_Reading passage_
--- begin ---
That third recording is closer to what your delivery should sound like than your first recording ever was. Not the absurd version. Not the flat version. The version that lives between the two, the one that has color without being cartoonish.
I did this exercise in hotel rooms for weeks. Paragraph by paragraph, line by line, working through my entire script. Each time I recorded the three versions — flat, absurd, middle ground — and each time I was surprised by how much variation the middle ground version contained and how natural it sounded despite containing far more movement than I would ever have produced on autopilot.
What Happens When You Add Color
The difference is not subtle. It’s not a marginal improvement that only a trained ear would notice. It’s the difference between someone talking at you and someone talking to you.
When your voice has variation, the audience’s brain stays engaged. Every shift in pitch, tone, volume, or pacing sends a signal that says “something new is happening.” And as long as the brain is receiving that signal, it keeps processing actively. It stays in the room. It stays with you.
When your voice is flat, the brain stops receiving those signals. It downshifts from active processing to passive reception. The audience hears you but they stop listening. They may look attentive — they may even think they’re paying attention — but the cognitive depth of their engagement has dropped significantly. And when a magic effect happens during passive reception, it doesn’t land with the same force. The audience sees it, registers it, maybe even claps. But the gasp, the lean-forward, the wide-eyed astonishment — those require active engagement. Those require the audience to be fully present. And a flat voice is the fastest way to make them stop being present.
The Ongoing Work
I wish I could tell you that I fixed this once and moved on. I didn’t. Vocal variation is not a skill you acquire and possess permanently, like learning to ride a bicycle. It’s more like physical fitness — something you maintain through ongoing effort, and something that atrophies the moment you stop paying attention.
--- end ---
_Material shown_
--- begin ---
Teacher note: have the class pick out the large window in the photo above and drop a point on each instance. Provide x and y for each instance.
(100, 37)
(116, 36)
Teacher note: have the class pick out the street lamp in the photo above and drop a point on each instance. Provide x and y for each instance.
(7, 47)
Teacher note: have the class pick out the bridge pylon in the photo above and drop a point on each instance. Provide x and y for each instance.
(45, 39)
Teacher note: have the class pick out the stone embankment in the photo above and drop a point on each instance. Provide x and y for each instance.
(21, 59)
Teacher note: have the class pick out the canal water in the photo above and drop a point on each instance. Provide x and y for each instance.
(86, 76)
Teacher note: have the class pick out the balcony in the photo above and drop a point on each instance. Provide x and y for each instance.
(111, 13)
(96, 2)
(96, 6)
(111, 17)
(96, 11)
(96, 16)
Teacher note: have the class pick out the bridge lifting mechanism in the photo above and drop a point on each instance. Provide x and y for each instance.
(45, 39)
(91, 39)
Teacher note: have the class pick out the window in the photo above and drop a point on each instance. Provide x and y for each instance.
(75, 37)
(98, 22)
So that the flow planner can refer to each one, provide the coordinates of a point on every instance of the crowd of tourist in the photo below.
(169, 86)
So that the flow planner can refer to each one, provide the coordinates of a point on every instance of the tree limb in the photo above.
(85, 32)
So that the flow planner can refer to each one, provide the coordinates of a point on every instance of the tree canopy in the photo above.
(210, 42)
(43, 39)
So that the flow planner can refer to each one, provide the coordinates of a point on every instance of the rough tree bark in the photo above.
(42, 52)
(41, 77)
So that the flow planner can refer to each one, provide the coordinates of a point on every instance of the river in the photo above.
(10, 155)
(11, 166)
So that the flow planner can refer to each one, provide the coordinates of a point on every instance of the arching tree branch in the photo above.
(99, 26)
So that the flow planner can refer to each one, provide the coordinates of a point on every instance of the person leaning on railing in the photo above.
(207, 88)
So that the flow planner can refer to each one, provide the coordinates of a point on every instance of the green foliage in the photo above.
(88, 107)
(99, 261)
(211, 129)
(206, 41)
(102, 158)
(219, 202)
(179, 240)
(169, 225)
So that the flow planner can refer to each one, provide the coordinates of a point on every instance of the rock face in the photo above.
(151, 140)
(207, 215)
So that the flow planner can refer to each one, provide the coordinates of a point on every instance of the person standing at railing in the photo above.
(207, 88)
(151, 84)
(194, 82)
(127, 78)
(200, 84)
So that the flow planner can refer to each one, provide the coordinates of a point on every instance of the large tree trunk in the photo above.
--- end ---
Please continue the passage on vocal variation in performance, starting right after its last sentence.

I still catch myself going flat, especially when I’m tired or nervous or performing material I’ve done many times. The default setting is always there, waiting to reassert itself. The consulting voice is always lurking, ready to take over the moment my cognitive load spikes and my brain starts looking for processes it can put on autopilot.
What’s different now is that I know what to listen for. I record myself regularly. I review the recordings with specific attention to vocal variation. And I ask myself the same question every time: am I broadcasting in color, or have I slipped back into black and white?
The answer is not always what I want to hear. But at least I know to ask.
This is the first post in a series about voice and delivery. Over the next few posts, I’m going to get into specific techniques — upspeak, emphasis patterns, projection versus volume, the counterintuitive power of silence and whispers. Each one addresses a different facet of the same fundamental challenge: using your voice not just as a vehicle for words, but as an instrument that shapes how those words land.
Because here’s what I’ve learned. Your content can be perfect. Your script can be airtight. Your effects can be beautifully crafted and flawlessly executed. But if your voice delivers all of it in the same flat, unvaried, black-and-white signal, you’re asking your audience to do the work of adding color. And audiences don’t do that work. They check out instead.
The color has to come from you.